**Written problem**
Render the listing below as a Markdown table with the columns Row and Line, putting each non-blank line in its own numbered row and leaving out blank lines.
====== Data for this task
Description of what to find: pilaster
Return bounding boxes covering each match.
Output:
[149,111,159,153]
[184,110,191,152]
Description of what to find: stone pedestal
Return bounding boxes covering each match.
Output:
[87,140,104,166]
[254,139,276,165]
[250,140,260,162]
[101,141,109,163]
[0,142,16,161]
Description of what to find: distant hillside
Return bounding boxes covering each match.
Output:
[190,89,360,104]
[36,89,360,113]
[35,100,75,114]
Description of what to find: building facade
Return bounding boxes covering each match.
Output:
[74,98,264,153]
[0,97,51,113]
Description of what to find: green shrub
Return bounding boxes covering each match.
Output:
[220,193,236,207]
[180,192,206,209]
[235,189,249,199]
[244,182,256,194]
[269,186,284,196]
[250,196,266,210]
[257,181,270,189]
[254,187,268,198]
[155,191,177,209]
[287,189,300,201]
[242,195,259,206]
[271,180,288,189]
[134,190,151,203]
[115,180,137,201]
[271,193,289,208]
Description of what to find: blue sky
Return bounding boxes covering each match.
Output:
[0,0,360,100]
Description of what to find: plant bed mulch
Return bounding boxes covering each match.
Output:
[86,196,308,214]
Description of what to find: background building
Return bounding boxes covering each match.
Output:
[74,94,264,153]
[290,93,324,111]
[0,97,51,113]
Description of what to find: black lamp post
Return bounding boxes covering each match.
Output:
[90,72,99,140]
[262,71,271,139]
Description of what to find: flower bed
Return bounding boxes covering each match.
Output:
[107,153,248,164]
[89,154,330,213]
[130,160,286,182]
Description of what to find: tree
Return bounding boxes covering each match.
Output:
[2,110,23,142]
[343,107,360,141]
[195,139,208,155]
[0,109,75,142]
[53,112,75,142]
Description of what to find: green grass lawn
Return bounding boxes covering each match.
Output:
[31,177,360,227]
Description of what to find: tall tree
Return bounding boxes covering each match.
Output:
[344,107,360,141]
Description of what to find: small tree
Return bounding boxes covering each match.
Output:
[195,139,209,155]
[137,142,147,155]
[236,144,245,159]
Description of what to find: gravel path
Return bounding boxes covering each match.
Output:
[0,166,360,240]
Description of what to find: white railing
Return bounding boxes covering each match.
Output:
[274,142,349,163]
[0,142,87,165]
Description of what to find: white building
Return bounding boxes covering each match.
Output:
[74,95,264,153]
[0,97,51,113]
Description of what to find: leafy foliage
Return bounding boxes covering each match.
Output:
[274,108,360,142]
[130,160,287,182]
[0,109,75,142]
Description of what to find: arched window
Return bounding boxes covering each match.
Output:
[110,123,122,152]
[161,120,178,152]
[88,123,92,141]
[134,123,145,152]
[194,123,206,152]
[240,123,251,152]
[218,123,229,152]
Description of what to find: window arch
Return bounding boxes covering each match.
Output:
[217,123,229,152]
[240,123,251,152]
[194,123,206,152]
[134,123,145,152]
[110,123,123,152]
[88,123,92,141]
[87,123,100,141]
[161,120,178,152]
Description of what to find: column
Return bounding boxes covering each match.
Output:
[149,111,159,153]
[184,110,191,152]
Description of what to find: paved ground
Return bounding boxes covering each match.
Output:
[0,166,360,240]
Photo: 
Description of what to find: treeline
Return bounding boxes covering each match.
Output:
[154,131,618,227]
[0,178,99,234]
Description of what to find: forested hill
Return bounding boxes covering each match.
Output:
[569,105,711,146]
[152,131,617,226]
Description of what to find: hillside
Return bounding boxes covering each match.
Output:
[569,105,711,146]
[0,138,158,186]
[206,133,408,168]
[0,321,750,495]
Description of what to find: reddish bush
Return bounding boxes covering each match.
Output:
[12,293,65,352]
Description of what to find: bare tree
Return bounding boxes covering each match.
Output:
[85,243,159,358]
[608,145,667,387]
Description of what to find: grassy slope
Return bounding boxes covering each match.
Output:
============
**Problem solution**
| Row | Line |
|---|---|
| 1 | Description of what to find: pilaster |
| 2 | Return bounding boxes covering each match. |
| 3 | Output: |
| 4 | [149,111,159,153] |
| 5 | [184,110,191,152] |
| 6 | Description of what to find: stone pedestal |
| 7 | Return bounding boxes covering each match. |
| 8 | Output: |
| 9 | [87,140,104,166] |
| 10 | [254,139,276,165] |
| 11 | [250,140,260,162] |
| 12 | [101,141,109,163] |
| 13 | [0,142,16,161] |
| 14 | Description of what to find: distant hillside |
| 15 | Return bounding boxes covering each match. |
| 16 | Output: |
| 17 | [190,89,360,104] |
| 18 | [36,89,360,113] |
| 19 | [35,100,75,114] |
| 20 | Description of what to find: building facade |
| 21 | Return bounding boxes covering each match. |
| 22 | Output: |
| 23 | [74,98,264,153] |
| 24 | [0,97,51,113] |
| 25 | Description of what to find: green shrub |
| 26 | Return bounding boxes covering each match. |
| 27 | Output: |
| 28 | [220,193,236,207] |
| 29 | [180,192,206,209] |
| 30 | [235,189,249,199] |
| 31 | [244,182,256,194] |
| 32 | [269,186,284,196] |
| 33 | [250,196,266,210] |
| 34 | [257,181,270,189] |
| 35 | [254,187,268,198] |
| 36 | [155,191,177,209] |
| 37 | [287,189,300,201] |
| 38 | [242,195,259,206] |
| 39 | [271,180,288,189] |
| 40 | [134,190,151,203] |
| 41 | [115,180,137,201] |
| 42 | [271,193,289,208] |
| 43 | Description of what to find: blue sky |
| 44 | Return bounding boxes covering each match. |
| 45 | Output: |
| 46 | [0,0,360,100] |
| 47 | Description of what to find: plant bed mulch |
| 48 | Return bounding boxes covering each match. |
| 49 | Output: |
| 50 | [86,196,308,214] |
| 51 | Description of what to find: background building |
| 52 | Return bounding boxes covering each match. |
| 53 | Output: |
| 54 | [74,94,264,153] |
| 55 | [290,93,324,111] |
| 56 | [0,97,51,113] |
| 57 | Description of what to find: black lamp post |
| 58 | Return bounding boxes covering each match. |
| 59 | Output: |
| 60 | [90,72,99,140] |
| 61 | [262,71,271,139] |
| 62 | Description of what to find: flower bed |
| 63 | Return bounding boxes covering each match. |
| 64 | Output: |
| 65 | [107,153,248,164] |
| 66 | [89,154,330,213] |
| 67 | [130,160,286,182] |
| 68 | Description of what to find: tree |
| 69 | Return bounding boxes covering each match. |
| 70 | Output: |
| 71 | [2,110,23,142] |
| 72 | [343,107,360,141] |
| 73 | [195,139,208,155] |
| 74 | [0,109,75,142] |
| 75 | [53,112,75,142] |
| 76 | Description of what to find: green grass lawn |
| 77 | Return bounding boxes covering each match. |
| 78 | Output: |
| 79 | [31,177,360,227] |
| 80 | Description of what to find: tall tree |
| 81 | Return bounding boxes covering each match. |
| 82 | Output: |
| 83 | [344,107,360,141] |
| 84 | Description of what to find: small tree |
| 85 | Return bounding boxes covering each match. |
| 86 | Output: |
| 87 | [195,139,209,155] |
| 88 | [137,142,147,155] |
| 89 | [236,144,245,159] |
| 90 | Description of what to find: gravel path |
| 91 | Return bounding boxes covering each match. |
| 92 | Output: |
| 93 | [0,166,360,240] |
| 94 | Description of what to find: white railing |
| 95 | Return bounding boxes covering each match. |
| 96 | Output: |
| 97 | [274,142,349,163] |
| 98 | [0,142,87,165] |
| 99 | Description of what to find: white building |
| 100 | Return bounding boxes covering each match. |
| 101 | Output: |
| 102 | [74,95,264,153] |
| 103 | [0,97,51,113] |
| 104 | Description of what to find: leafy foliage |
| 105 | Return bounding boxes covering each match. |
| 106 | Output: |
| 107 | [274,108,360,142] |
| 108 | [130,160,287,182] |
| 109 | [0,109,75,142] |
| 110 | Description of what to find: arched window |
| 111 | Return bounding boxes covering each match. |
| 112 | Output: |
| 113 | [110,123,122,152] |
| 114 | [161,120,178,152] |
| 115 | [88,123,92,141] |
| 116 | [134,123,145,152] |
| 117 | [194,123,206,152] |
| 118 | [240,123,251,152] |
| 119 | [218,123,229,152] |
| 120 | Description of what to find: window arch |
| 121 | Return bounding boxes covering each match. |
| 122 | Output: |
| 123 | [217,123,229,152] |
| 124 | [240,123,251,152] |
| 125 | [194,123,206,152] |
| 126 | [134,123,145,152] |
| 127 | [110,123,123,152] |
| 128 | [88,123,92,141] |
| 129 | [87,123,100,141] |
| 130 | [161,120,178,152] |
| 131 | Description of what to find: column |
| 132 | Return bounding boxes covering each match. |
| 133 | Output: |
| 134 | [149,111,159,153] |
| 135 | [184,110,191,152] |
| 136 | Description of what to find: paved ground |
| 137 | Return bounding boxes covering each match. |
| 138 | Output: |
| 139 | [0,166,360,240] |
| 140 | Photo:  |
| 141 | Description of what to find: treeline |
| 142 | Return bounding boxes covering each match. |
| 143 | Output: |
| 144 | [154,131,618,227] |
| 145 | [0,178,99,234] |
| 146 | Description of what to find: forested hill |
| 147 | Return bounding boxes covering each match. |
| 148 | Output: |
| 149 | [569,105,711,146] |
| 150 | [152,131,617,226] |
| 151 | Description of what to find: hillside |
| 152 | Return bounding boxes covering each match. |
| 153 | Output: |
| 154 | [569,105,711,146] |
| 155 | [0,138,158,186] |
| 156 | [206,133,408,168] |
| 157 | [0,321,750,495] |
| 158 | Description of what to find: reddish bush |
| 159 | Return bounding boxes covering each match. |
| 160 | Output: |
| 161 | [12,293,65,352] |
| 162 | Description of what to find: bare tree |
| 163 | Return bounding boxes covering each match. |
| 164 | Output: |
| 165 | [85,243,159,358] |
| 166 | [608,145,667,387] |
| 167 | Description of what to find: grassy slope |
| 168 | Return bounding boxes covering each match. |
| 169 | Output: |